• **Source material**
::::

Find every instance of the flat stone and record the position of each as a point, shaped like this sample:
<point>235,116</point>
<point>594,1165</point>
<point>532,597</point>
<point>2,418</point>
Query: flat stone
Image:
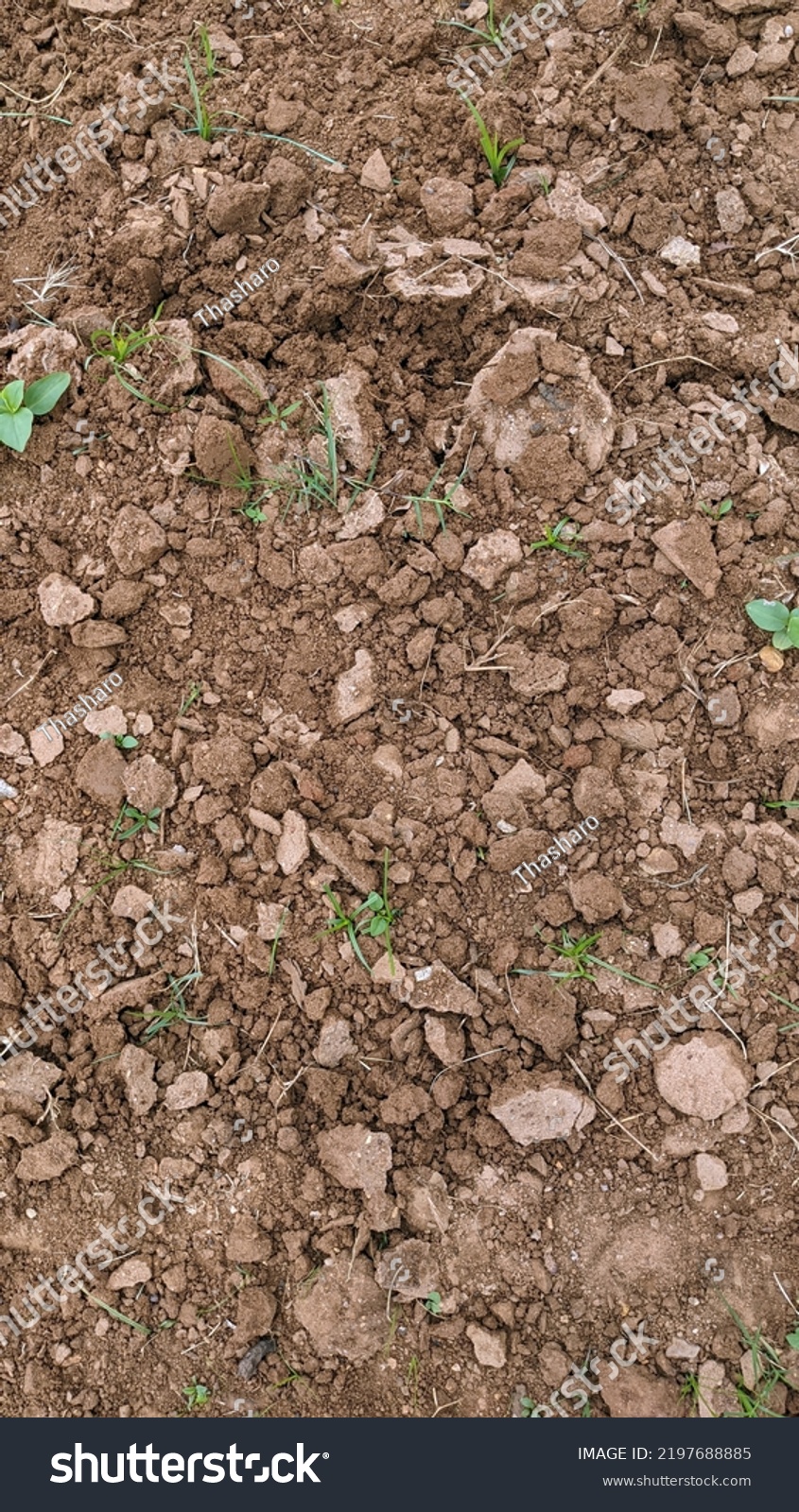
<point>680,253</point>
<point>62,602</point>
<point>436,988</point>
<point>292,847</point>
<point>345,1312</point>
<point>492,557</point>
<point>531,1113</point>
<point>136,1070</point>
<point>687,544</point>
<point>188,1091</point>
<point>489,1346</point>
<point>731,211</point>
<point>133,1272</point>
<point>375,173</point>
<point>445,1040</point>
<point>703,1077</point>
<point>356,1157</point>
<point>355,690</point>
<point>49,1160</point>
<point>335,1043</point>
<point>622,700</point>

::::

• **Request**
Rescale the material above: reproduce every line of it, opening lines included, but multiply each coordinate in the answer points by 0.75 and round to whole numbers, with halves rounded up. Keep the four points in the opening lines unchanged, and leave the picture out.

• **Solution to the problem**
Find every instance of the flat stone and record the position of each as a point, shaped like this sample:
<point>235,116</point>
<point>594,1165</point>
<point>532,597</point>
<point>2,418</point>
Query: flat stone
Image:
<point>510,190</point>
<point>47,452</point>
<point>327,741</point>
<point>219,635</point>
<point>259,984</point>
<point>369,418</point>
<point>398,835</point>
<point>102,803</point>
<point>515,408</point>
<point>141,818</point>
<point>367,1010</point>
<point>548,158</point>
<point>100,954</point>
<point>281,130</point>
<point>334,780</point>
<point>527,808</point>
<point>267,868</point>
<point>266,518</point>
<point>37,870</point>
<point>251,782</point>
<point>467,525</point>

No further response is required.